Start Recorded information
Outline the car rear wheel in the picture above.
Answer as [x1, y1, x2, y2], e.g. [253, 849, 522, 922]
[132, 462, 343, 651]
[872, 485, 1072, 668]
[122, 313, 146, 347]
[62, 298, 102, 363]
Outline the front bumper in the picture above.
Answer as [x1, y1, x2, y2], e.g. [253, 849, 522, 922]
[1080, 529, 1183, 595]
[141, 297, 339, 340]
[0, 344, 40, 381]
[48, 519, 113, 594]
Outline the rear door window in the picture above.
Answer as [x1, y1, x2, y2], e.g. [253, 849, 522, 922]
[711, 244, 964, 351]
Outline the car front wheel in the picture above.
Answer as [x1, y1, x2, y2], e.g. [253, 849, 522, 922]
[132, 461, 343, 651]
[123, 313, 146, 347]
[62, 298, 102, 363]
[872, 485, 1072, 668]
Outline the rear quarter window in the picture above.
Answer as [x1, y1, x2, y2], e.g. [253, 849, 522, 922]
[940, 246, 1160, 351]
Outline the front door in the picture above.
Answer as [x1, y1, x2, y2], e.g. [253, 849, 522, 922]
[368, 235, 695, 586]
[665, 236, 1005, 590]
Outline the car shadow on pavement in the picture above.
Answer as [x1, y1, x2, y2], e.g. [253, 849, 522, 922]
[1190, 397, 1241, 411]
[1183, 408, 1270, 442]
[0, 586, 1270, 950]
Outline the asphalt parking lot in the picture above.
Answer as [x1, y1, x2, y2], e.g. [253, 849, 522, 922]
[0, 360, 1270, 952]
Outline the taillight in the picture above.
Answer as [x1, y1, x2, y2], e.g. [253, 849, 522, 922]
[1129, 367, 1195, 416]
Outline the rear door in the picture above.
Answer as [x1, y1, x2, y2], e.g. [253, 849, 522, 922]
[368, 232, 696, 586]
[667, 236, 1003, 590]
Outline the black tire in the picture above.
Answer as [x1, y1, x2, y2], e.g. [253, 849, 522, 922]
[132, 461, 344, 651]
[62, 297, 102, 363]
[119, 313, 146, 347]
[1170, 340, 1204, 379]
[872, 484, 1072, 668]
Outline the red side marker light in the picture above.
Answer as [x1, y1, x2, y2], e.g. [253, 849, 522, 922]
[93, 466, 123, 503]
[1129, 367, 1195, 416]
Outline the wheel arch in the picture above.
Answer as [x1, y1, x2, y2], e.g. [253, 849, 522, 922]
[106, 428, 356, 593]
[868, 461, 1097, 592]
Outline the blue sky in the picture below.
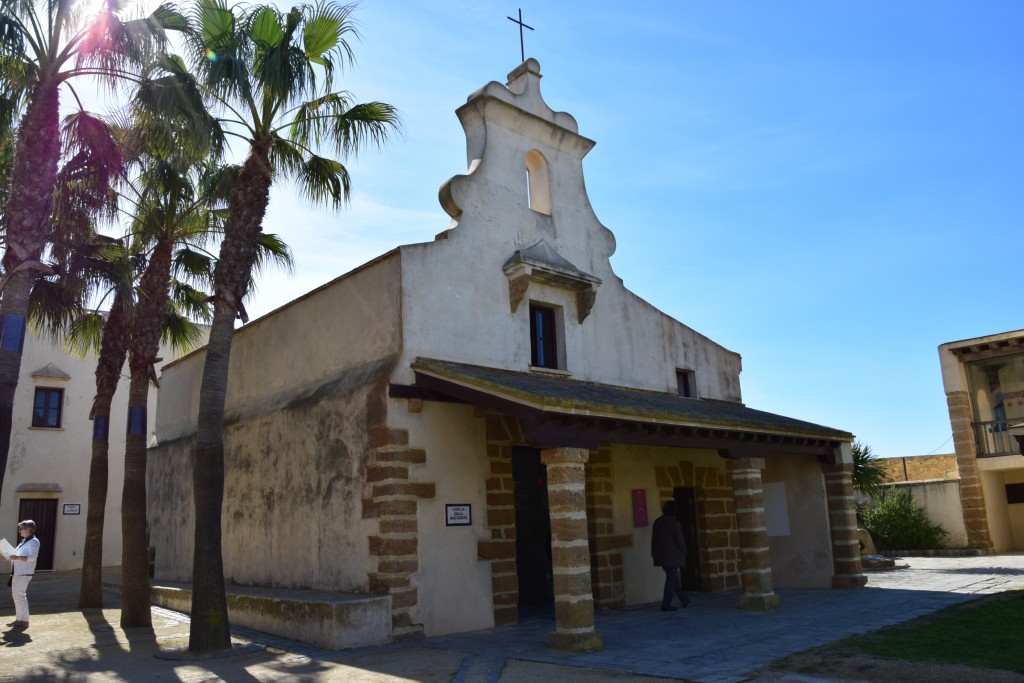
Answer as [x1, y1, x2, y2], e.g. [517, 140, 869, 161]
[241, 0, 1024, 457]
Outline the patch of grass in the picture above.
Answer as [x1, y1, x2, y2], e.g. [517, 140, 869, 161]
[837, 591, 1024, 674]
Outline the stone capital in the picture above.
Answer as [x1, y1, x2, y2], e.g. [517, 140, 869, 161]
[725, 458, 765, 471]
[541, 449, 590, 465]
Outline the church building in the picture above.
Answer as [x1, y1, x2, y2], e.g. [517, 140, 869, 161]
[148, 59, 865, 650]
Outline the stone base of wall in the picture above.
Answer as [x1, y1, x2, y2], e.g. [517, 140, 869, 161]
[153, 585, 391, 650]
[879, 548, 993, 557]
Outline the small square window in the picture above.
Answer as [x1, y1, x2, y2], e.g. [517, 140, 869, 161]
[1007, 483, 1024, 505]
[32, 387, 63, 429]
[529, 304, 558, 370]
[676, 370, 697, 398]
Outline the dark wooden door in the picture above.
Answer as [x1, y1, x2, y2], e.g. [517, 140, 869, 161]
[673, 486, 700, 591]
[13, 498, 57, 571]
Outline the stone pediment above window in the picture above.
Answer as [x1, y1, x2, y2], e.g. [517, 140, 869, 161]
[32, 362, 71, 380]
[502, 240, 601, 323]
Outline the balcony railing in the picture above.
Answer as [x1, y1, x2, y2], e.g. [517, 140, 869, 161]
[974, 418, 1022, 458]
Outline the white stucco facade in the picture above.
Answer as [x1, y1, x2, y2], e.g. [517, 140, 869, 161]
[150, 59, 862, 638]
[0, 327, 181, 571]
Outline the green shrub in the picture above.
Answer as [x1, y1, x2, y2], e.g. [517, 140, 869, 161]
[863, 490, 948, 550]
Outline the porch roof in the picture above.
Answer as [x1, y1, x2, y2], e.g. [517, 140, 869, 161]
[403, 357, 853, 462]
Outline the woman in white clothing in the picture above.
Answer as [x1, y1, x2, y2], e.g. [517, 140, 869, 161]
[9, 519, 39, 629]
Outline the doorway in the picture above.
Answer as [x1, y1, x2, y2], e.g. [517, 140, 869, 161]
[672, 486, 700, 591]
[512, 446, 555, 616]
[14, 498, 57, 571]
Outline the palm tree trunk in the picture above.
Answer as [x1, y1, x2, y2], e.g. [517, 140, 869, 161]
[121, 237, 174, 627]
[121, 373, 153, 628]
[0, 80, 60, 507]
[188, 135, 272, 652]
[78, 292, 128, 609]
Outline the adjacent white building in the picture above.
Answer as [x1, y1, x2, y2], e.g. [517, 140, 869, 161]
[939, 330, 1024, 553]
[150, 59, 864, 649]
[0, 326, 182, 571]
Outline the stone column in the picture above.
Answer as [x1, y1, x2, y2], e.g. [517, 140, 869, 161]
[821, 463, 867, 588]
[946, 391, 992, 550]
[726, 458, 780, 611]
[541, 449, 604, 652]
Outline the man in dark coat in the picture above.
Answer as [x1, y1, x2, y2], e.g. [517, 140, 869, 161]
[650, 501, 690, 612]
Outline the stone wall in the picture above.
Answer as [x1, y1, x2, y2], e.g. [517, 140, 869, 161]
[654, 461, 740, 591]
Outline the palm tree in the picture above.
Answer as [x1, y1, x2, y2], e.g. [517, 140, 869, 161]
[0, 0, 181, 501]
[169, 0, 398, 652]
[113, 111, 291, 627]
[852, 441, 888, 498]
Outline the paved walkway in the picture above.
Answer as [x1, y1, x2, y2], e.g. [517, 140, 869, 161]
[0, 553, 1024, 683]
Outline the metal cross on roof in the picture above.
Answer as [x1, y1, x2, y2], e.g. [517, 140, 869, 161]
[508, 8, 534, 61]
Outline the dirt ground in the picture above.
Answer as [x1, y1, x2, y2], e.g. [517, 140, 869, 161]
[755, 647, 1024, 683]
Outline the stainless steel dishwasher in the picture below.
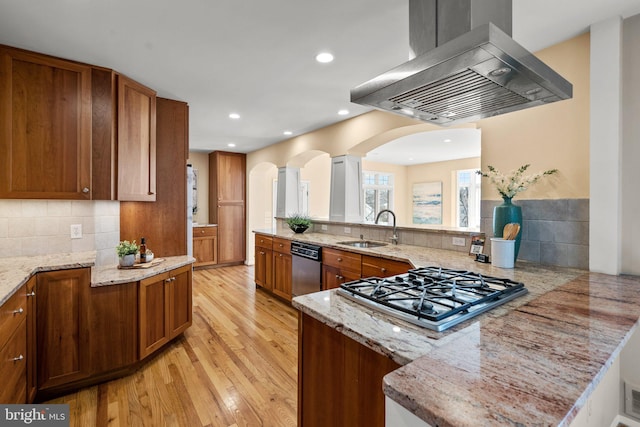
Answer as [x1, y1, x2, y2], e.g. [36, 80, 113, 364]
[291, 241, 322, 297]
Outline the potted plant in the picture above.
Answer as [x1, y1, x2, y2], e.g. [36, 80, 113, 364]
[116, 240, 139, 267]
[285, 213, 311, 233]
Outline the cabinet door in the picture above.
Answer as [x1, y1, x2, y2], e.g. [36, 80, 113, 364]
[36, 268, 91, 390]
[169, 265, 192, 338]
[0, 47, 91, 200]
[89, 282, 138, 375]
[322, 264, 360, 290]
[118, 75, 156, 202]
[273, 251, 291, 301]
[138, 273, 171, 359]
[254, 246, 273, 291]
[218, 204, 245, 264]
[213, 151, 246, 202]
[27, 276, 38, 403]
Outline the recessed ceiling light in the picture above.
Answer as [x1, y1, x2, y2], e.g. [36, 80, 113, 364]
[316, 52, 333, 64]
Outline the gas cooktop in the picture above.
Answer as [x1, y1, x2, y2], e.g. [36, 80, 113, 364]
[338, 267, 528, 331]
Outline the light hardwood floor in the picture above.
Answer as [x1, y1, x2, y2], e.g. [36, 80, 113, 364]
[50, 266, 298, 427]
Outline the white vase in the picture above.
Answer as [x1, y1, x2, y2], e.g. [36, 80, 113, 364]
[118, 254, 136, 267]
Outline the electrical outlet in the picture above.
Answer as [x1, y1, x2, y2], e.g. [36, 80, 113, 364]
[453, 237, 467, 246]
[71, 224, 82, 239]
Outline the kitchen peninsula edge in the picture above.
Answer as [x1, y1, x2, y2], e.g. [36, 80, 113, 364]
[282, 231, 640, 427]
[0, 251, 195, 305]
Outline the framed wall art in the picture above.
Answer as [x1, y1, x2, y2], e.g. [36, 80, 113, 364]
[413, 181, 442, 224]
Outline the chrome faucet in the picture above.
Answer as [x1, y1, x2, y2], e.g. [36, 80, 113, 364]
[375, 209, 398, 245]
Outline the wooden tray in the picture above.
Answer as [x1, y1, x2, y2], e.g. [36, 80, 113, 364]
[118, 258, 164, 270]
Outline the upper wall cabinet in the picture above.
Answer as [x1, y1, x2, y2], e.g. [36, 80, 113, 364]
[91, 68, 156, 202]
[118, 75, 156, 202]
[0, 46, 91, 200]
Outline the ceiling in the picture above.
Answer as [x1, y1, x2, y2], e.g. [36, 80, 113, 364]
[0, 0, 640, 159]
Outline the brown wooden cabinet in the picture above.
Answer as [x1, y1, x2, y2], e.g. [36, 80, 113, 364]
[322, 248, 362, 290]
[254, 234, 273, 292]
[118, 75, 156, 202]
[362, 255, 413, 277]
[88, 282, 138, 375]
[25, 276, 38, 403]
[193, 226, 218, 267]
[0, 45, 91, 200]
[138, 265, 192, 359]
[209, 151, 246, 264]
[120, 98, 189, 257]
[298, 313, 400, 427]
[36, 268, 91, 390]
[273, 237, 291, 301]
[0, 285, 29, 403]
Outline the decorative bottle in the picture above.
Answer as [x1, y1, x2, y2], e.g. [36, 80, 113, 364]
[140, 237, 147, 262]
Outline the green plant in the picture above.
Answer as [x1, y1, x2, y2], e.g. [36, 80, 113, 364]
[285, 213, 311, 227]
[477, 164, 558, 199]
[116, 240, 138, 257]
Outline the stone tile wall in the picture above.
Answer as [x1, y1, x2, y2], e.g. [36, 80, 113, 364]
[480, 199, 589, 270]
[0, 200, 120, 265]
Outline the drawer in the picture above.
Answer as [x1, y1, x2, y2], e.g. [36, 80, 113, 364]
[273, 237, 291, 254]
[362, 255, 413, 277]
[193, 227, 218, 238]
[322, 248, 362, 273]
[0, 318, 27, 403]
[0, 286, 27, 348]
[256, 234, 273, 249]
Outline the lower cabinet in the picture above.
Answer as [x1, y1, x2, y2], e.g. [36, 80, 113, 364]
[0, 286, 29, 403]
[298, 313, 400, 427]
[322, 248, 362, 290]
[273, 237, 291, 301]
[138, 265, 192, 359]
[36, 268, 91, 390]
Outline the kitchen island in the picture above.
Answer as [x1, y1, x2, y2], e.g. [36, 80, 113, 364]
[293, 234, 640, 427]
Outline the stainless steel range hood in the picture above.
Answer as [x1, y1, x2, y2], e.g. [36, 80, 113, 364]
[351, 0, 573, 126]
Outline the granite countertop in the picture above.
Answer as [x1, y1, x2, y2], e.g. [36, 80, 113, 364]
[278, 233, 640, 427]
[0, 251, 195, 305]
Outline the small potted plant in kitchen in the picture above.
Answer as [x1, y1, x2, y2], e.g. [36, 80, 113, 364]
[285, 213, 311, 233]
[477, 164, 558, 260]
[116, 240, 139, 267]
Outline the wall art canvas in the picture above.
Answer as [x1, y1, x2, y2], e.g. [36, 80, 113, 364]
[413, 181, 442, 224]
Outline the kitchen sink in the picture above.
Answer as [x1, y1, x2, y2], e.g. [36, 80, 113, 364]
[338, 240, 387, 248]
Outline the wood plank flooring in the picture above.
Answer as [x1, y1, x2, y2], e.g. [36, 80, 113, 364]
[50, 265, 298, 427]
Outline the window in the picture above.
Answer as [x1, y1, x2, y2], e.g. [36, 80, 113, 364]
[362, 171, 393, 224]
[456, 169, 480, 228]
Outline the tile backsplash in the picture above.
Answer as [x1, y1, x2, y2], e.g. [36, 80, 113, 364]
[0, 199, 120, 265]
[481, 199, 589, 270]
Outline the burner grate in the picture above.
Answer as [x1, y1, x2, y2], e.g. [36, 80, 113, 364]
[340, 267, 526, 330]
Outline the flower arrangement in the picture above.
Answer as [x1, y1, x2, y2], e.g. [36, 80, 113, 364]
[116, 240, 139, 258]
[477, 164, 558, 199]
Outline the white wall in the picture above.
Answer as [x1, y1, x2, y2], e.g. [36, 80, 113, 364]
[621, 15, 640, 275]
[0, 200, 120, 265]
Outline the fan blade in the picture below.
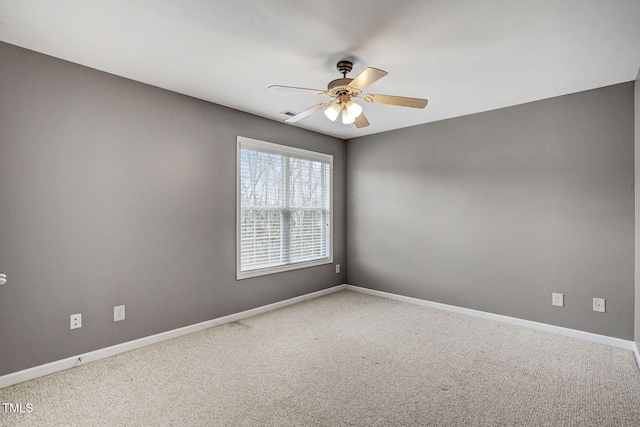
End Recorded information
▸ **Set task**: Could you copy the entries word for word, beginning with the line that contains "Outline the stone wall in the picture above." and running through the line that contains "[375, 209, 398, 245]"? Leave the pictures out of your copy.

▸ **In response**:
Outline the stone wall in the picture above.
Answer as [x1, y1, x2, y2], e.g. [517, 140, 869, 161]
[654, 461, 740, 591]
Outline the palm tree in the picture above.
Answer as [x1, y1, x2, y2], e.g. [517, 140, 869, 161]
[0, 0, 181, 501]
[169, 0, 398, 652]
[113, 111, 291, 627]
[852, 441, 888, 498]
Outline the paved walkway in the picture above.
Answer as [x1, y1, x2, y2], e.g. [517, 140, 869, 161]
[0, 553, 1024, 683]
Outline the metal cross on roof in the picture above.
Answer as [x1, y1, x2, y2], e.g. [517, 140, 869, 161]
[508, 8, 534, 61]
Outline the dirt ground in the picture above.
Answer as [x1, y1, x2, y2], e.g. [517, 140, 869, 161]
[755, 647, 1024, 683]
Outline the stainless steel dishwasher in the picture below.
Answer as [x1, y1, x2, y2], e.g. [36, 80, 113, 364]
[291, 241, 322, 297]
Outline the potted plant in the picture above.
Answer as [x1, y1, x2, y2], e.g. [36, 80, 113, 364]
[116, 240, 139, 267]
[285, 213, 311, 233]
Outline the cabinet door in the picture above.
Answer as [x1, y1, x2, y2], e.g. [36, 80, 113, 364]
[36, 268, 91, 390]
[169, 265, 192, 338]
[0, 47, 91, 200]
[89, 282, 138, 375]
[322, 264, 360, 290]
[118, 75, 156, 202]
[273, 251, 291, 301]
[138, 273, 171, 359]
[254, 246, 273, 291]
[218, 204, 245, 264]
[213, 151, 246, 202]
[27, 276, 38, 403]
Outline the recessed ceiling light in the picture above.
Answer as [x1, y1, x2, y2], e.g. [36, 80, 113, 364]
[316, 52, 333, 64]
Outline the gas cooktop in the picture above.
Answer as [x1, y1, x2, y2], e.g. [36, 80, 113, 364]
[338, 267, 528, 331]
Outline the light hardwood floor in the picture above.
Answer as [x1, y1, x2, y2], e.g. [36, 80, 113, 364]
[50, 266, 298, 427]
Outline the white vase in the picture above.
Answer as [x1, y1, x2, y2], e.g. [36, 80, 113, 364]
[118, 254, 136, 267]
Outline the electrical outlet in the picture above.
Answer as [x1, y1, x2, y2], e.g. [36, 80, 113, 364]
[453, 237, 467, 246]
[71, 224, 82, 239]
Outline the kitchen peninsula edge in the picture above.
Answer as [x1, y1, x2, y2], e.g. [36, 80, 113, 364]
[282, 231, 640, 427]
[0, 251, 195, 305]
Outline the framed wall art in the picture above.
Answer as [x1, y1, x2, y2], e.g. [36, 80, 113, 364]
[413, 181, 442, 224]
Outline the chrome faucet in the picture above.
Answer as [x1, y1, x2, y2], e.g. [36, 80, 113, 364]
[375, 209, 398, 245]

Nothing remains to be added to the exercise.